Problem requirements ::
What you return must match the records exactly, line for line.

Record extracts ::
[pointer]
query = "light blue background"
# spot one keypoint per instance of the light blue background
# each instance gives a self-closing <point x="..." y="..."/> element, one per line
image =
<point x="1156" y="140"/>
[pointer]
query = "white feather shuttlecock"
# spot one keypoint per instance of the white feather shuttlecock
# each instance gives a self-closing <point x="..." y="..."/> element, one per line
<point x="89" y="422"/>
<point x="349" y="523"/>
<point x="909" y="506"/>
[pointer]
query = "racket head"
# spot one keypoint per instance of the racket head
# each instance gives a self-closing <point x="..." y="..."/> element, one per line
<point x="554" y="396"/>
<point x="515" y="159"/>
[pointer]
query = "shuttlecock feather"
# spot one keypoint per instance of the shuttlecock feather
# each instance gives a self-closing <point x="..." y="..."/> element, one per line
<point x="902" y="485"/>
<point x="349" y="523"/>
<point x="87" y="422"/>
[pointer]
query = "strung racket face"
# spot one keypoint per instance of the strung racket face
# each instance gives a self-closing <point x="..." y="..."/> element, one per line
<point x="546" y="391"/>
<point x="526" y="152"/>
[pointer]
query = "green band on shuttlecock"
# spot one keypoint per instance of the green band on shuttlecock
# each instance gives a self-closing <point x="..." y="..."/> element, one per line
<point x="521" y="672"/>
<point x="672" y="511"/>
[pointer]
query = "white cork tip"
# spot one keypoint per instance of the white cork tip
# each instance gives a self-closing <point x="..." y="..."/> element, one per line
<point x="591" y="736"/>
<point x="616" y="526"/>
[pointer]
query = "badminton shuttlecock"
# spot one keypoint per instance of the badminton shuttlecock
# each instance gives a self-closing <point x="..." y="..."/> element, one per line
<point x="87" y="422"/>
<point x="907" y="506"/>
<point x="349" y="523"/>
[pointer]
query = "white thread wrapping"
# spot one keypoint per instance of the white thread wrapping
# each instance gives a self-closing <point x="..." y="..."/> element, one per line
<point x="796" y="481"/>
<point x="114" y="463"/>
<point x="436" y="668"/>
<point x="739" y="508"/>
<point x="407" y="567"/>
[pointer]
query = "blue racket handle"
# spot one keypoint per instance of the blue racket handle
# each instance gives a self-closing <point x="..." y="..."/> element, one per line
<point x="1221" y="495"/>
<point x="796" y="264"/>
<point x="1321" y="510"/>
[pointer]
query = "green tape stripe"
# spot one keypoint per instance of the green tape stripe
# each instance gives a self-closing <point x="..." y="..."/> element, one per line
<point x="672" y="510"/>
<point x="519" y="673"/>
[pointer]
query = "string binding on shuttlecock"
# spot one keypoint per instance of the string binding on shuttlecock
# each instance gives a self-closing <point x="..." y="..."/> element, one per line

Response to this task ::
[pointer]
query = "light blue background"
# spot one keypoint per instance of the light blue background
# each instance gives a self-closing <point x="..." y="..."/> element, one per line
image =
<point x="1156" y="140"/>
[pointer]
query = "white feather shuttlecock"
# spot one keypoint per instance of the white feather shuttlecock
# each instance gives a self-closing <point x="..." y="..."/> element, one per line
<point x="89" y="422"/>
<point x="349" y="523"/>
<point x="909" y="506"/>
[pointer]
query = "racket head"
# spot one keypoint per instance of the racket head
# each instance gives a self-closing <point x="..." y="..."/> element, one per line
<point x="554" y="396"/>
<point x="515" y="159"/>
[pointer]
query = "shuttlecock feather"
# spot one keypoint per instance of the shuttlecock feather
# each instance gives a self-closing <point x="..." y="..."/> element, one per line
<point x="902" y="485"/>
<point x="349" y="523"/>
<point x="87" y="422"/>
[pointer]
query = "strung racket face"
# spot one keypoint per instance of the strung racket face
# each instance gives a self-closing <point x="..." y="..."/> element, one per line
<point x="546" y="391"/>
<point x="526" y="152"/>
[pointer]
query = "green band on shuttlecock"
# spot one keypoint per instance of the green band on shuttlecock
# each instance gives a self-closing <point x="..." y="..."/> element, one per line
<point x="521" y="672"/>
<point x="672" y="511"/>
[pointer]
query = "white cork tip"
# spot one keypoint per instance of the white cork tip
# each instance gives a self-closing <point x="..." y="..."/> element, one per line
<point x="591" y="736"/>
<point x="616" y="526"/>
[pointer]
query = "badminton shuttlecock"
# spot one keypoint per instance of the badminton shuttlecock
# each instance gives a self-closing <point x="..." y="..."/> element, one per line
<point x="87" y="422"/>
<point x="907" y="506"/>
<point x="349" y="523"/>
[pointer]
query = "white thread wrapping"
# spot one keypoint per instance of the white thread wrapping
# each instance gives a self-closing <point x="..." y="..."/> element, one per line
<point x="796" y="481"/>
<point x="114" y="463"/>
<point x="436" y="668"/>
<point x="739" y="508"/>
<point x="407" y="567"/>
[pointer]
query = "blue racket handle"
# spot one keypoint per instance of the blue racket handle
# each instance gives a self-closing <point x="..." y="..."/> element, one per line
<point x="1221" y="495"/>
<point x="796" y="264"/>
<point x="1321" y="510"/>
[pointer]
query = "green tape stripe"
# spot one keypoint per instance of the green tape stripe
# each instance gives a self-closing <point x="..." y="..."/> element, one per line
<point x="672" y="510"/>
<point x="519" y="673"/>
[pointer]
query = "string binding on shuttlecock"
# spot one keypoint per instance of the string binding on shuttlecock
# each instance gives a self-closing <point x="..." y="..."/> element, one per line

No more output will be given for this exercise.